----- ARTIKEL

Kegiatan literasi selama ini identik dengan aktivitas
membaca dan menulis. Namun, Deklarasi Praha pada tahun 2003 menyebutkan bahwa
literasi juga mencakup bagaimana seseorang berkomunikasi dalam masyarakat.
Literasi juga bermakna praktik dan hubungan sosial yang terkait dengan
pengetahuan, bahasa, dan budaya (UNESCO, 2003).
Deklarasi UNESCO itu juga menyebutkan bahwa literasi
informasi terkait pula dengan kemampuan untuk mengidentifikasi, menentukan,
menemukan, mengevaluasi, menciptakan secara efektif dan terorganisasi,
menggunakan dan mengomunikasikan informasi untuk mengatasi berbagai persoalan.
Kemampuan-kemampuan itu perlu dimiliki tiap individu sebagai syarat untuk
berpartisipasi dalam masyarakat informasi, dan itu bagian dari hak dasar
manusia menyangkut pembelajaran sepanjang hayat.
Gerakan Literasi Sekolah merupakan merupakan suatu usaha
atau kegiatan yang bersifat partisipatif dengan melibatkan warga sekolah
(peserta didik, guru, kepala sekolah, tenaga kependidikan, pengawas sekolah,
Komite Sekolah, orang tua/wali murid peserta didik), akademisi, penerbit, media
massa, masyarakat (tokoh masyarakat yang dapat merepresentasikan keteladanan,
dunia usaha, dll.), dan pemangku kepentingan di bawah koordinasi Direktorat
Jenderal Pendidikan Dasar dan Menengah Kementerian Pendidikan dan Kebudayaan.
Gerakan Literasi Sekolah adalah gerakan sosial dengan
dukungan kolaboratif berbagai elemen. Upaya yang ditempuh untuk mewujudkannya
berupa pembiasaan membaca peserta didik. Pembiasaan ini dilakukan dengan
kegiatan 15 menit membaca (guru membacakan buku dan warga sekolah membaca dalam
hati, yang disesuaikan dengan konteks atau target sekolah). Ketika pembiasaan
membaca terbentuk, selanjutnya akan diarahkan ke tahap pengembangan, dan
pembelajaran (disertai tagihan berdasarkan Kurikulum 2013). Variasi kegiatan
dapat berupa perpaduan pengembangan keterampilan reseptif maupun produktif.
Dalam pelaksanaannya, pada periode tertentu yang terjadwal,
dilakukan asesmen agar dampak keberadaan Gerakan Literasi Sekolah dapat
diketahui dan terus-menerus dikembangkan. Gerakan Literasi Sekolah diharapkan
mampu menggerakkan warga sekolah, pemangku kepentingan, dan masyarakat untuk
bersama-sama memiliki, melaksanakan, dan menjadikan gerakan ini sebagai bagian
penting dalam kehidupan.
Literasi lebih dari sekadar membaca dan menulis, namun
mencakup keterampilan berpikir menggunakan sumber-sumber pengetahuan dalam
bentuk cetak, visual, digital, dan auditori. Di abad 21 ini, kemampuan ini
disebut sebagai literasi informasi.

----------

» YANG HARUS DIKERJAKAN
Dalam artikel tentang literasi, berapa lama kegiatan membaca yang dipakai untuk pembiasaan membaca dalam Gerakan Literasi Sekolah? Item di bawah ini tidak perlu dipakai.

----- BARIS KUMPULAN DATA

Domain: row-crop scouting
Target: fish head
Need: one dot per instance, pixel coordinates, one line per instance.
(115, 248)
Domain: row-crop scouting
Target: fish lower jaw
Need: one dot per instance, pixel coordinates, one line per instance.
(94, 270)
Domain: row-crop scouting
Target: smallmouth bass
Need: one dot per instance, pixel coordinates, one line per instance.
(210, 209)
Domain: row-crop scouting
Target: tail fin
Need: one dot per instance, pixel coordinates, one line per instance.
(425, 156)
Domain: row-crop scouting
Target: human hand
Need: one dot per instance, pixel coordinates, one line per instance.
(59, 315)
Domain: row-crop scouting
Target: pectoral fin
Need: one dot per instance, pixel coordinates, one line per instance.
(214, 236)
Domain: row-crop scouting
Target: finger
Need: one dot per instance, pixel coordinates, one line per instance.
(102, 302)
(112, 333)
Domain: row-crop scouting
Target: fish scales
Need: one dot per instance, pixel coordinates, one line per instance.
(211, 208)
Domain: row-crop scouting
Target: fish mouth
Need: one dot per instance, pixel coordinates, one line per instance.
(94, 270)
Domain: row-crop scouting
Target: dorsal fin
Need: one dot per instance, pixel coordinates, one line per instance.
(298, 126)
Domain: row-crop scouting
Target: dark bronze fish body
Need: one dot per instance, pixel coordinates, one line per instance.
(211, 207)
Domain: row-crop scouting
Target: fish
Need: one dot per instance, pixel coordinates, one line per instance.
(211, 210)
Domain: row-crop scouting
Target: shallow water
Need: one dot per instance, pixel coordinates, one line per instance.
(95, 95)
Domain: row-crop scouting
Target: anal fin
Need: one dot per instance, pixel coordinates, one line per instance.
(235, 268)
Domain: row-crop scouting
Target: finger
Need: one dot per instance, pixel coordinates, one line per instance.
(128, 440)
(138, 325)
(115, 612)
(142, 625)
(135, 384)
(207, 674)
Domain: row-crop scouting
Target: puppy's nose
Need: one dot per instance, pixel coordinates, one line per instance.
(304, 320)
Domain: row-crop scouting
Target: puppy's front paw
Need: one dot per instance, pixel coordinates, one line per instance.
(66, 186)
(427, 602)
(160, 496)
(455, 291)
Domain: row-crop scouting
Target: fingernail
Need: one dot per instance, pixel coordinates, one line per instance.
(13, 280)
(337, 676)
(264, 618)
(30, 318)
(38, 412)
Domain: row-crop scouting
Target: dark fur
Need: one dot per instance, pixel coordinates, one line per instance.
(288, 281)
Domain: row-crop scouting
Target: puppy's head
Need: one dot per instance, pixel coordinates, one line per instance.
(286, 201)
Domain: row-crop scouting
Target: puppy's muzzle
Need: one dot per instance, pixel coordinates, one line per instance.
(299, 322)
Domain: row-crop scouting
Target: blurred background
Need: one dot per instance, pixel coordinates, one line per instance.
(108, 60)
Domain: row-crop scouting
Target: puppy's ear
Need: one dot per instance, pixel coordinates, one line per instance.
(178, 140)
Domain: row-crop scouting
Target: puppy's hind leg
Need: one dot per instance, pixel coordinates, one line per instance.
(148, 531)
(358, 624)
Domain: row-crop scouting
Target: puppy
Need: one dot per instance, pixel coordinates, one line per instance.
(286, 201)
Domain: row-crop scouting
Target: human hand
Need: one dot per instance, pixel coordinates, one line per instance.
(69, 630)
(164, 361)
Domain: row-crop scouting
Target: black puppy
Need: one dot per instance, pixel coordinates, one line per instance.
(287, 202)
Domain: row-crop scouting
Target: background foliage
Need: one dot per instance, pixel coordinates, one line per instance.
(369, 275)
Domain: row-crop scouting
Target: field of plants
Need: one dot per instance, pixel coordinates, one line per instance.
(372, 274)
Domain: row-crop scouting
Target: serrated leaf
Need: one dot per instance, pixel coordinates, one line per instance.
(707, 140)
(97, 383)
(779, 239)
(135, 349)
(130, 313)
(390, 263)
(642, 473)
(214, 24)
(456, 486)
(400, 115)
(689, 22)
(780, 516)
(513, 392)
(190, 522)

----------

» HASIL LATIHAN
Pembiasaan membaca dilakukan dengan kegiatan 15 menit membaca.